▶ THE TASK: Reproduce the passage of the bone and stress-hormone article from "Those people included" to "and bone loss.", with "bone-resorbing cells" in place of every "osteoclasts".

EXCERPT PROVIDED: Begin

AUGUSTA, Ga. (Aug. 1, 2024) – Figuring out how the tissues in our bones, adrenal glands, muscle and fat “talk” to each other could help scientists better understand what happens to our skeletons with age, when our bones tend to lose mass and become weaker, leaving us at risk for falls and fractures.
“Tissues don’t function in isolation – everything in the body “talks” to everything else to keep people healthy across the lifespan,” explains Meghan McGee-Lawrence, PhD, bone biologist at the Medical College of Georgia at Augusta University and principal investigator on a new five-year $2.4 million grant from the National Institute on Aging that aims to better understand what happens when the conversation goes awry.
McGee Lawrence and her team believe the answer may lie in how stress hormones signal the skeleton to make more bone-making cells called osteoblasts instead of bone-dissolving osteoclasts and how that changes as we age.
“So, we made a knockout (mouse) model, for the for what we thought was a key receptor that helped initiate that bone-making process. And instead of fixing the problem, it made everything worse,” McGeeLawrence says. “We figured out, long story short, that there was another receptor that we had kind of overlooked that might be driving some of these problems.”
The mineralocorticoid receptor, or MR, is best understood as a key regulator of blood pressure and is highly expressed in the kidneys and cardiovascular system but has not been widely studied in bone.
“There are a number of folks here at MCG that have done great research on MR, but in other tissue systems — in adipose tissue, in the kidney, and cardiovascular tissue, things like that,” McGee-Lawrence explains. “So, when our data started pointing towards the MR being a big driver of what's happening in the skeleton with age, we thought, well, we better go talk to the people that have dedicated a lot of time to studying that already.”
Those people included the research team at the Augusta University Adrenal Center, who study stress hormones like aldosterone, which helps regulate sodium balance and blood pressure throughout the body. Aldosterone also affects the function and creation of osteoblasts, which make bone, and osteoclasts, which dissolve and break them down.
MR also is a receptor for aldosterone. And for glucocorticoids, steroid hormones that are a key modulator of the body’s stress response.
And as with everything in the body, it’s about keeping things in balance. Too much glucocorticoid and you get results like immune system issues, hypertension and bone loss.
“Most body tissues that express MR protect themselves from the effects of excess glucocorticoids, so that aldosterone can do what it needs to do,” she explains “And what we found in bone so far is that while especially as you age, bone does express more MR, it doesn't kick in some of those same protective mechanisms to protect against glucocorticoids.”
With this new funding, McGee-Lawrence and her team want to examine local activation of glucocorticoids, which circulate through the body in inactive or active forms. “We already know that especially with aging, when MR goes up so much, the bone doesn't compensate and express a lot of the enzymes that deactivate glucocorticoids,” she explains.
Their second aim is to look at MR in bone and figure out exactly what it does. “We do that by creating these knockout models and watching what happens in the skeleton. We are also fortunate that we can overexpress it and see what happens. That really came about because our colleagues at the Adrenal Center had that model already and we were able to start using it in bone almost immediately.”

EXCERPT PROVIDED: End
DATASET EXTRACT: Begin

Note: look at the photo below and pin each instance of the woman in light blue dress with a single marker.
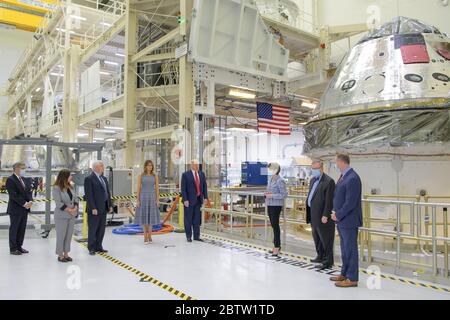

DATASET EXTRACT: End

▶ SOLUTION TO THE PROBLEM:
Those people included the research team at the Augusta University Adrenal Center, who study stress hormones like aldosterone, which helps regulate sodium balance and blood pressure throughout the body. Aldosterone also affects the function and creation of osteoblasts, which make bone, and bone-resorbing cells, which dissolve and break them down.
MR also is a receptor for aldosterone. And for glucocorticoids, steroid hormones that are a key modulator of the body’s stress response.
And as with everything in the body, it’s about keeping things in balance. Too much glucocorticoid and you get results like immune system issues, hypertension and bone loss.